- **Do this**:
Turn every line of the material below into a numbered list, and leave out any blank lines.

════════

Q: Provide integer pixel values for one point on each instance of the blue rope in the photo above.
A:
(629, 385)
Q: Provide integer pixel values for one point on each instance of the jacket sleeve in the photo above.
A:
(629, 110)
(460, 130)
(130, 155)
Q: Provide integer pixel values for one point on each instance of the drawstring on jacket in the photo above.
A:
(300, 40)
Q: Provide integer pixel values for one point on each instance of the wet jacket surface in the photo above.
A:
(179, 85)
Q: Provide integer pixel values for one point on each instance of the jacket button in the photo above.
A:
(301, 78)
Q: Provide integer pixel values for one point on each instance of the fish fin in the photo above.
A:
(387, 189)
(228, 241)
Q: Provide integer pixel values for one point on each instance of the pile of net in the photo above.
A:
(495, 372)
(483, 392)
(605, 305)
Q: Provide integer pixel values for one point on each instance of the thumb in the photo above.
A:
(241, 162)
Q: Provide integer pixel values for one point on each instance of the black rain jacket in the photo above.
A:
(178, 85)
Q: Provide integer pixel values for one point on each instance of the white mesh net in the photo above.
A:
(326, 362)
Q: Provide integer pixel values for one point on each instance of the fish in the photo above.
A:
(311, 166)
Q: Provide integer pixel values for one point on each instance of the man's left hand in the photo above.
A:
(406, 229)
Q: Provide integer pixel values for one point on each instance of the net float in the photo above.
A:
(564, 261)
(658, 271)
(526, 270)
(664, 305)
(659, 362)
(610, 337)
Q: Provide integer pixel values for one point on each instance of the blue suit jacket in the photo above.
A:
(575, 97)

════════

- **Reply**:
1. Q: Provide integer pixel values for one point on each instance of the blue rope in the photo above.
2. A:
3. (629, 385)
4. Q: Provide integer pixel values for one point on each instance of the jacket sleeve in the photo above.
5. A:
6. (629, 110)
7. (460, 130)
8. (130, 155)
9. Q: Provide integer pixel values for one point on each instance of the drawstring on jacket in the photo above.
10. A:
11. (300, 40)
12. Q: Provide integer pixel values for one point on each instance of the wet jacket surface in the photo above.
13. A:
14. (179, 85)
15. Q: Provide integer pixel values for one point on each instance of the jacket button in the photo above.
16. A:
17. (301, 78)
18. Q: Provide integer pixel values for one point on each instance of the fish fin in the photo above.
19. A:
20. (387, 189)
21. (228, 241)
22. Q: Provide integer pixel values for one point on each instance of the pile of net in the photo above.
23. A:
24. (495, 372)
25. (483, 392)
26. (605, 305)
27. Q: Provide integer pixel values for one point on each instance of the thumb in the photo above.
28. A:
29. (241, 162)
30. Q: Provide integer pixel values for one point on each instance of the black rain jacket in the photo above.
31. A:
32. (178, 85)
33. Q: Provide integer pixel values for one point on each instance of the white mesh net in the photo above.
34. A:
35. (326, 362)
36. Q: Provide integer pixel values for one point on each instance of the fish in the photo above.
37. A:
38. (311, 166)
39. Q: Provide integer pixel values for one point on each instance of the man's left hand in the photo above.
40. A:
41. (406, 229)
42. Q: Provide integer pixel values for one point on each instance of the net float in the photo above.
43. A:
44. (564, 261)
45. (658, 271)
46. (526, 270)
47. (664, 305)
48. (659, 362)
49. (610, 337)
50. Q: Provide integer pixel values for one point on each instance of the blue suit jacket in the photo above.
51. A:
52. (575, 97)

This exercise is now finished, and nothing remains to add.